• Image point annotation entries
━━━━━━━━━━━━━━━━━━━━━━━━━━━━━━

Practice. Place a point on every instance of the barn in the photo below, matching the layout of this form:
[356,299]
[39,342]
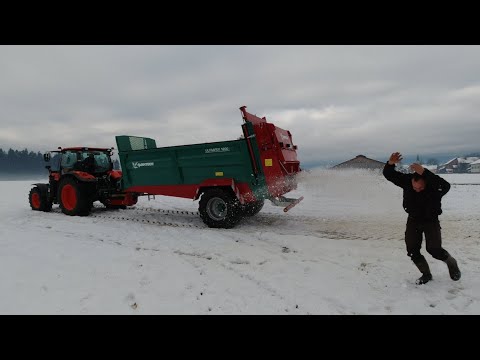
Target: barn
[360,162]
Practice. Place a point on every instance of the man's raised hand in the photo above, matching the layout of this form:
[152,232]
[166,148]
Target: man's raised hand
[395,158]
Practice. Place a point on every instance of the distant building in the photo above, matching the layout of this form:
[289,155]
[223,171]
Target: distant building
[457,165]
[360,162]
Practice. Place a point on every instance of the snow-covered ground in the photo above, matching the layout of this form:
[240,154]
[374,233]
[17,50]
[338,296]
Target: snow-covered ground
[340,251]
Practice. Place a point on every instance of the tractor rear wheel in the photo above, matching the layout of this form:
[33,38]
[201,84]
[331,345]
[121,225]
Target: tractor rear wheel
[219,208]
[74,197]
[38,199]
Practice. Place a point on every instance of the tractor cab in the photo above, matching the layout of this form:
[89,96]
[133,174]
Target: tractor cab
[79,176]
[94,161]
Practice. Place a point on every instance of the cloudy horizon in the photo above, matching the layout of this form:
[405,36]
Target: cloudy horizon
[337,101]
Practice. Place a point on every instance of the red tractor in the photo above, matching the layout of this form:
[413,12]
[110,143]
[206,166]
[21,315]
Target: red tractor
[79,176]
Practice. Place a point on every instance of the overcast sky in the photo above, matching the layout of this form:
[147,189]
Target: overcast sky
[337,101]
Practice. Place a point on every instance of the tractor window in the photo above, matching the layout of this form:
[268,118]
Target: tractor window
[102,162]
[68,159]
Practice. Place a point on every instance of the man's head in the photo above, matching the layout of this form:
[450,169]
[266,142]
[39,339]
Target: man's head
[418,182]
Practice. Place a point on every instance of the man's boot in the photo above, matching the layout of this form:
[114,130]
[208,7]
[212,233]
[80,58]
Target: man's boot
[453,269]
[424,269]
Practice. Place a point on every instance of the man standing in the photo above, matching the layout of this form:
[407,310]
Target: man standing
[422,195]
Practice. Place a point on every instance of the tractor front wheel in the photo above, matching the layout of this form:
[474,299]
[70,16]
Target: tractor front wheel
[74,199]
[38,199]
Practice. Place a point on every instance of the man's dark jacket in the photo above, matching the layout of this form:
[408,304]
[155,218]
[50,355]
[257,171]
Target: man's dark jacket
[424,205]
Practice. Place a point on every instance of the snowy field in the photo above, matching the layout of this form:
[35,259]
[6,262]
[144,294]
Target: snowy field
[340,251]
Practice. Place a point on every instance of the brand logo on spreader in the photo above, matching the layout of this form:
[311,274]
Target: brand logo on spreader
[137,165]
[222,149]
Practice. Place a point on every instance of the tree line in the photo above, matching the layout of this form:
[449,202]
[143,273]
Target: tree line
[21,162]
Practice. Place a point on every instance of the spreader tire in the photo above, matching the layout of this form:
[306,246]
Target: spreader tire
[219,208]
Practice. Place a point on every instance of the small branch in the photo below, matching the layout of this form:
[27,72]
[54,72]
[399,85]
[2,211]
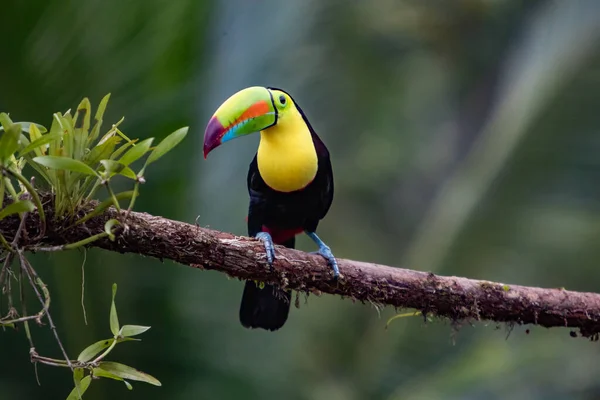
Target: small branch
[35,281]
[452,297]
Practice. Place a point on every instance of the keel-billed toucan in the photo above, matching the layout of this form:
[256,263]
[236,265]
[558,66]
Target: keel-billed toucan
[290,183]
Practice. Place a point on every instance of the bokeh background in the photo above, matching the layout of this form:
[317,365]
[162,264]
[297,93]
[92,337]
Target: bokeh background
[465,139]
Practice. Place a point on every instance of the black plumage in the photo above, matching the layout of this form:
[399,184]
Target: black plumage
[283,215]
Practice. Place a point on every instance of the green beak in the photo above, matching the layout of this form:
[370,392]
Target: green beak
[247,111]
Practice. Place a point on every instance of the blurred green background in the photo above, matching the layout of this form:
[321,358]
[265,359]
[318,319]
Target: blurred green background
[465,141]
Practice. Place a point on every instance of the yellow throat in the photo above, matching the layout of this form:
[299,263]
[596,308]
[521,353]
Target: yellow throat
[287,159]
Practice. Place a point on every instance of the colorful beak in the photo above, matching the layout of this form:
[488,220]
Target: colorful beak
[249,110]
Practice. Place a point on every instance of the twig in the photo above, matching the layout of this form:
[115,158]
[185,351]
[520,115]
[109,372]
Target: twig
[31,274]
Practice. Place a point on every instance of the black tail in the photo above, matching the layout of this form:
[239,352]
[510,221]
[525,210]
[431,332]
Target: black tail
[265,308]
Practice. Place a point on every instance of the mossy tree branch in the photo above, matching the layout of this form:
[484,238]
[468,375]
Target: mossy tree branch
[452,297]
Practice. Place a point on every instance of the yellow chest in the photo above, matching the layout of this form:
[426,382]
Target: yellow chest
[287,160]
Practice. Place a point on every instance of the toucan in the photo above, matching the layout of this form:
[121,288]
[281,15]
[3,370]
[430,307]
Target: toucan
[290,183]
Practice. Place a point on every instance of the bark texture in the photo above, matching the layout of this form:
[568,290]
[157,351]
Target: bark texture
[241,257]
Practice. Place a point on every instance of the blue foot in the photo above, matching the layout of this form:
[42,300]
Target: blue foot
[265,237]
[325,251]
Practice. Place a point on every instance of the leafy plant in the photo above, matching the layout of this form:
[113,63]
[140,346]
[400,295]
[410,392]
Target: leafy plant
[75,159]
[92,358]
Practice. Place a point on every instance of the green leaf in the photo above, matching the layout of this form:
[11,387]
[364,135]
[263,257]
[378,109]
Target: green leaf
[102,108]
[95,348]
[16,207]
[90,352]
[42,141]
[119,152]
[5,121]
[77,377]
[27,126]
[65,163]
[101,373]
[167,144]
[66,124]
[115,167]
[132,330]
[81,122]
[105,204]
[102,151]
[108,229]
[98,117]
[114,319]
[9,141]
[127,372]
[83,385]
[136,152]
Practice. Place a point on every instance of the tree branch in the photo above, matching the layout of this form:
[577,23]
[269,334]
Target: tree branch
[452,297]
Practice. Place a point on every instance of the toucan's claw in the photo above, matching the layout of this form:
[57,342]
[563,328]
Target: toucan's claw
[325,251]
[267,240]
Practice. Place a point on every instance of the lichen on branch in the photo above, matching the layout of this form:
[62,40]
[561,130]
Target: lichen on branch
[453,297]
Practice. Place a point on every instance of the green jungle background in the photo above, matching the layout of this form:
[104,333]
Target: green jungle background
[465,140]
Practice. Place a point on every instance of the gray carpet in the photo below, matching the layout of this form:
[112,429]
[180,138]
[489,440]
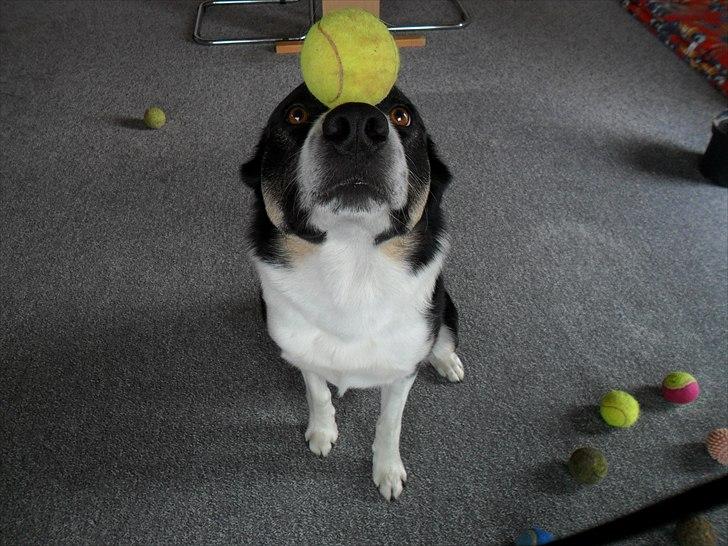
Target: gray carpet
[141,401]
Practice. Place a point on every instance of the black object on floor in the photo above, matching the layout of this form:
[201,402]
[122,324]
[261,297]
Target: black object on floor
[697,499]
[714,164]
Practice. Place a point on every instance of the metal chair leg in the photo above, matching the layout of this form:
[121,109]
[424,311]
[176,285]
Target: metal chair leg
[463,21]
[202,8]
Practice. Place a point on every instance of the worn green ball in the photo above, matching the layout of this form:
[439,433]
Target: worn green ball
[695,531]
[619,409]
[154,117]
[588,465]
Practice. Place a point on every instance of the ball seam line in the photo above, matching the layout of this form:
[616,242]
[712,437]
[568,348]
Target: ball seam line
[620,410]
[338,60]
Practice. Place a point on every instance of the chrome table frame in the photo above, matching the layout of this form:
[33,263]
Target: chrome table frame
[202,9]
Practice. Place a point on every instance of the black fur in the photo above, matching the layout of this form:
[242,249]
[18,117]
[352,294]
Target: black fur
[443,311]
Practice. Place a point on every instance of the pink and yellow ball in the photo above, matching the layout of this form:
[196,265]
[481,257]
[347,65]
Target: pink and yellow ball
[680,388]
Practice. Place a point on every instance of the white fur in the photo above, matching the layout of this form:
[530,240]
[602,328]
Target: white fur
[350,313]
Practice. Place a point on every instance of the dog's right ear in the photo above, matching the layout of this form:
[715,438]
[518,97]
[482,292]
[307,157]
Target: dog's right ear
[251,171]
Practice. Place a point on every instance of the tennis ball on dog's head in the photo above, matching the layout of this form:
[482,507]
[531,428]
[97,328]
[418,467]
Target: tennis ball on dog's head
[619,409]
[349,56]
[680,388]
[154,117]
[588,465]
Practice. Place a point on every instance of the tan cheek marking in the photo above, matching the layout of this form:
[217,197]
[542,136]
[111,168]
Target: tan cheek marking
[418,207]
[296,248]
[399,248]
[274,212]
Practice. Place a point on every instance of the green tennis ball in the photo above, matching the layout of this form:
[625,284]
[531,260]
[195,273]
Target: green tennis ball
[695,531]
[619,409]
[154,117]
[588,465]
[349,56]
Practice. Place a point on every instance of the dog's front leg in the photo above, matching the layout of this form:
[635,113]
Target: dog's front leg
[322,431]
[388,471]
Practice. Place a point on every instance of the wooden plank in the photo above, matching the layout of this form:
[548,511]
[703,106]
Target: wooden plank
[372,6]
[285,48]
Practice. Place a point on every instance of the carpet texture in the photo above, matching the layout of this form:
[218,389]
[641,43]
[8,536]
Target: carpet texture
[140,399]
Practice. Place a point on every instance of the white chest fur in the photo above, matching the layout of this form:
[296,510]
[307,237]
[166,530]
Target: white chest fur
[350,312]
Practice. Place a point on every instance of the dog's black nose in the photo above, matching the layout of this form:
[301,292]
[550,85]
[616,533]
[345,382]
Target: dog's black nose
[355,127]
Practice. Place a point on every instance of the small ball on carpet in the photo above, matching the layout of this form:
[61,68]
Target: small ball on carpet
[619,409]
[588,465]
[154,117]
[680,388]
[695,531]
[717,444]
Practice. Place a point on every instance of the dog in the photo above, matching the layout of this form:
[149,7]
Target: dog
[348,240]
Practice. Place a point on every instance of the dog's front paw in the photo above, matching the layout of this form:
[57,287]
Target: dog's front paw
[449,366]
[321,438]
[389,475]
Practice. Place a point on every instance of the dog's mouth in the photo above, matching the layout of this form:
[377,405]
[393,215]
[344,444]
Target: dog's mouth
[354,191]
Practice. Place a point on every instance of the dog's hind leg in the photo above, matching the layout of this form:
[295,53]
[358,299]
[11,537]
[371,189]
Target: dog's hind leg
[322,432]
[442,356]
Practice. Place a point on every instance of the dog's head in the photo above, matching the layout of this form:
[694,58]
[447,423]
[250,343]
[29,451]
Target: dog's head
[318,170]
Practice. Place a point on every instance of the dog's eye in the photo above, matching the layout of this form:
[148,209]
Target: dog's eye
[400,116]
[297,115]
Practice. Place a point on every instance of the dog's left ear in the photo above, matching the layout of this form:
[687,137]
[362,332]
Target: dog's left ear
[250,171]
[440,175]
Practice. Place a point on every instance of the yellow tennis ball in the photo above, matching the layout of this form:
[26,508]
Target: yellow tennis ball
[349,56]
[619,409]
[154,117]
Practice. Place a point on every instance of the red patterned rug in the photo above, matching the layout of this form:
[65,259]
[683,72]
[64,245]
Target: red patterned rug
[696,30]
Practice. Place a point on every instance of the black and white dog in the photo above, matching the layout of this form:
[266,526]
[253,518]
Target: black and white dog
[348,240]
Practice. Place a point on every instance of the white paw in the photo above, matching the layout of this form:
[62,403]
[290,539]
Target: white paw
[449,366]
[321,438]
[389,476]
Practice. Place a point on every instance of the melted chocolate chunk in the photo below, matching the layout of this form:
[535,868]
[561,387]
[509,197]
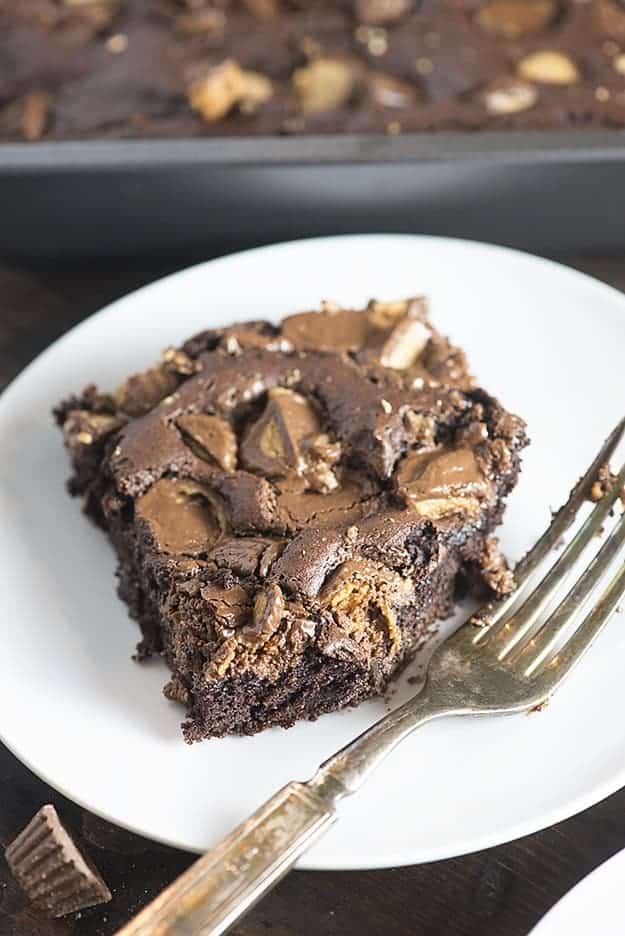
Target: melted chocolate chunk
[181,516]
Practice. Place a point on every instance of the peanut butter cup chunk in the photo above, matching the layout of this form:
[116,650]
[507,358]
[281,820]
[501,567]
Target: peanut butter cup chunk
[292,505]
[181,516]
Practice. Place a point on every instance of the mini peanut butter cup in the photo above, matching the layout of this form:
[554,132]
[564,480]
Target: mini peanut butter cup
[56,877]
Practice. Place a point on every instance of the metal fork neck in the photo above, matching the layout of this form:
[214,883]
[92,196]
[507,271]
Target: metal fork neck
[346,771]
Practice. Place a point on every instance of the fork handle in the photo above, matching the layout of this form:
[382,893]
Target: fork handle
[220,887]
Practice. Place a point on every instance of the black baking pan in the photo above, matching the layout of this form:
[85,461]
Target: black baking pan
[550,191]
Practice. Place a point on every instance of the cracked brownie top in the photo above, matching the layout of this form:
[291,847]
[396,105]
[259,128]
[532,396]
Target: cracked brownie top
[289,485]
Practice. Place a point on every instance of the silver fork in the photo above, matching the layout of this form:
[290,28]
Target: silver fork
[513,661]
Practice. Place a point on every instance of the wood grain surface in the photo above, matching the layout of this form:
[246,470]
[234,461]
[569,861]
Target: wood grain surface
[499,892]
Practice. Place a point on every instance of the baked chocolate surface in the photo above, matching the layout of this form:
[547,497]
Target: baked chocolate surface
[292,506]
[77,69]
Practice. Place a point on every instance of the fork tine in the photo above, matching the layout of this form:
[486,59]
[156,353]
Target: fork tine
[525,620]
[573,650]
[535,651]
[495,611]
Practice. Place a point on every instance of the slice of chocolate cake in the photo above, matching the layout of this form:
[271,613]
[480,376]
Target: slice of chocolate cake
[292,506]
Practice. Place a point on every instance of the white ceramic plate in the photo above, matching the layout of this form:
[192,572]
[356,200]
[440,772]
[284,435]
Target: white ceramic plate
[79,712]
[595,905]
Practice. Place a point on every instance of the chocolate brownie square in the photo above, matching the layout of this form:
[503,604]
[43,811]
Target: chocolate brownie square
[294,506]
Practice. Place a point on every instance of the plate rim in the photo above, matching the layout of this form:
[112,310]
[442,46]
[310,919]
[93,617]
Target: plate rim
[547,818]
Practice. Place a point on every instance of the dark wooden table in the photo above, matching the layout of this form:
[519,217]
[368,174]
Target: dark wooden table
[500,892]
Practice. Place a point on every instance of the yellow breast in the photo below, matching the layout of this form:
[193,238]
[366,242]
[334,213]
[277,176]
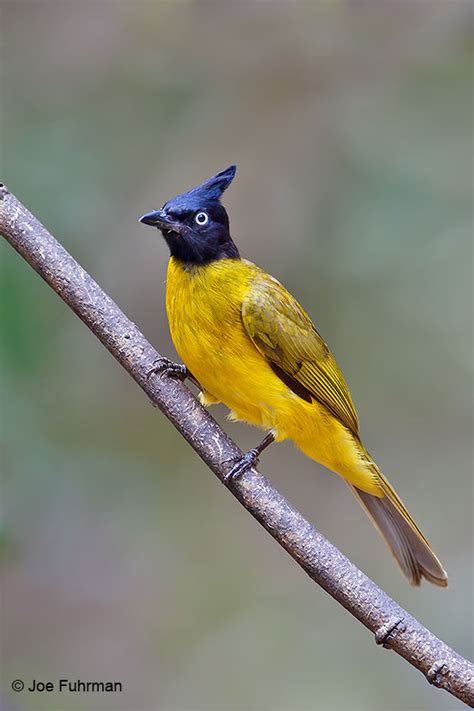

━━━━━━━━━━━━━━━━━━━━━━━━━━━━━━

• What you should do
How many lines of the records above contain the string "billed", with case counting? Reply with the number alone.

• Solution for this problem
2